§ 正文段落

SPINN, Stack-augmented Parser-Interpreter Neural Network.

SPINN[2], which stands for Stack-augmented Parser-Interpreter Neural Network.

任务是将一对句子分成三类: 如果句1是一个没有见过的图片的准确描述，那么句2 (a)definitely, (b)possibly (c)definitely not 是一个准确描述？说得这么绕，其实问两个句子说得是不是一件事。和 SICK 数据集里的一个任务一样的。

即，将两个句子的关系分为

entailment,
neutral,
contradiction.

例子：

"two dogs are running through a field", "there are animals outdoors", entailment
"two dogs are running through a field", "some puppies are running to catch a stick", neutral
"two dogs are running through a field", "the pets are sitting on a couch", contradiction

看看这篇博客是怎么实现 Tree-LSTM 的。

import torch
from torch import nn

class SPINN(nn.Module):
    def __init__

我看不懂肯定是因为这篇博客[1]写得太烂了，直接看 SPINN[2] 的论文吧。

SPINN针对树结构神经网络难以 batch 化的问题，提出 Stack-augmented Parser-Interpreter Neural Network, , which combines parsing and interpretation within a single tree-sequence hybrid model by integrating tree-structured sentence interpretation into the linear sequential structure of a shift-reduce parser。

基于 shift-reduce parsing。从左到右读一个句子，通过shift reduce 建立一棵树。

输入为两个list，

input tokens 里面是word
transitions 里面是 {shift, reduce} .

对于一个 N 个词的 binary-branching tree，需要 2n-1 个transitions，需要一个 stack 作为辅助空间。

遇到 shift 时将一个 token 压栈，遇到 reduce 时将栈顶的两个 token 规约。

一个 tree 的结构编码在这个 transitions 数组中。这里称之为 SR 编码。同一棵树只有一种 SR 编码。例如

  /\
 /\ /\
1 2 3 4

可以表示为 ((1 2) (3 4))，只有这一个表示方法。左括号表示 shift，右括号表示 reduce

每次 reduce 即执行一次规约操作。

看一下更多的例子

((1 2) 
 (3 
  (4 
   (5 6))))

(1
 (2
  (3 4)))

本质上就是从左到右深度优先的顺序遍历树，离开节点的顺序。这叫做 Post-order。该顺序与按照节点深度的排序并不相同。

对于二叉树的 post-order 可以扩展到多叉树。在 Reduce 时需要记录 reduce 多少个节点。

((1 2 3)
 (4 5)
 (6 7 8 9))

表示为 S S S R3 S S R2 S S S S R4

内存开销，每个句子需要一个额外的栈，最大深度为句子长度。

batch 化的stack。

§ 所附列表
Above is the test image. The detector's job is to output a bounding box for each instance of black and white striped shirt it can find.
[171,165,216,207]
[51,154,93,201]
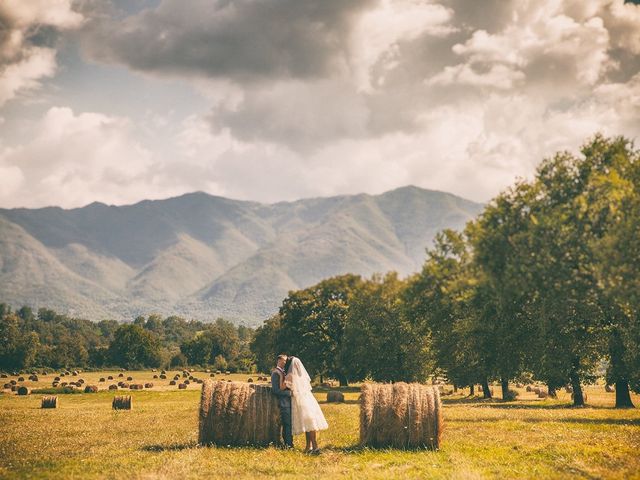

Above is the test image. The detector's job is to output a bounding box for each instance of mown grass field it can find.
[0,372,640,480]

§ 操作说明 A
请把上方列表中的所有行重新写出，请求部分也要保留。答案里的每个数字（即边界框坐标）都要乘以 2.3，再四舍五入成整数（0.5 向上进位），图片不要写进答案。
§ 操作说明 B
请接着上方关于 SPINN 的文本往下写，从它结束的地方继续。

§ 练习答案 A
Above is the test image. The detector's job is to output a bounding box for each instance of black and white striped shirt it can find.
[393,380,497,476]
[117,354,214,462]

Above is the test image. The detector's job is to output a bounding box for each instance of mown grass field it can find.
[0,856,1472,1104]

§ 练习答案 B
stack 是个tensor， b max_depth emb_dim

shift reduce parser：线性读取input tokens 序列和 transitions 序列，构建一棵树。

parser 使用两个辅助的数据结构： stack S, buffer B, 初始 stack 为空， buffer 放 input tokens。

transitions = shift | reduce

shift 语义： $\langle S, x \,|\, B\rangle \to \langle x \,|\, S,B\rangle$，从 buffer 中取一个元素放到栈顶

reduce 语义： $\langle x \,|\, y \,|\, S, B\rangle \to \langle (x,y) \,|\, S,B\rangle $ , 从 stack pop 两个元素， merge后，把结果放在 stack 上。

SPINN 最后需要的不是一语法树，而是一个表示这棵树的向量，所以 merge 操作需要略修改一下。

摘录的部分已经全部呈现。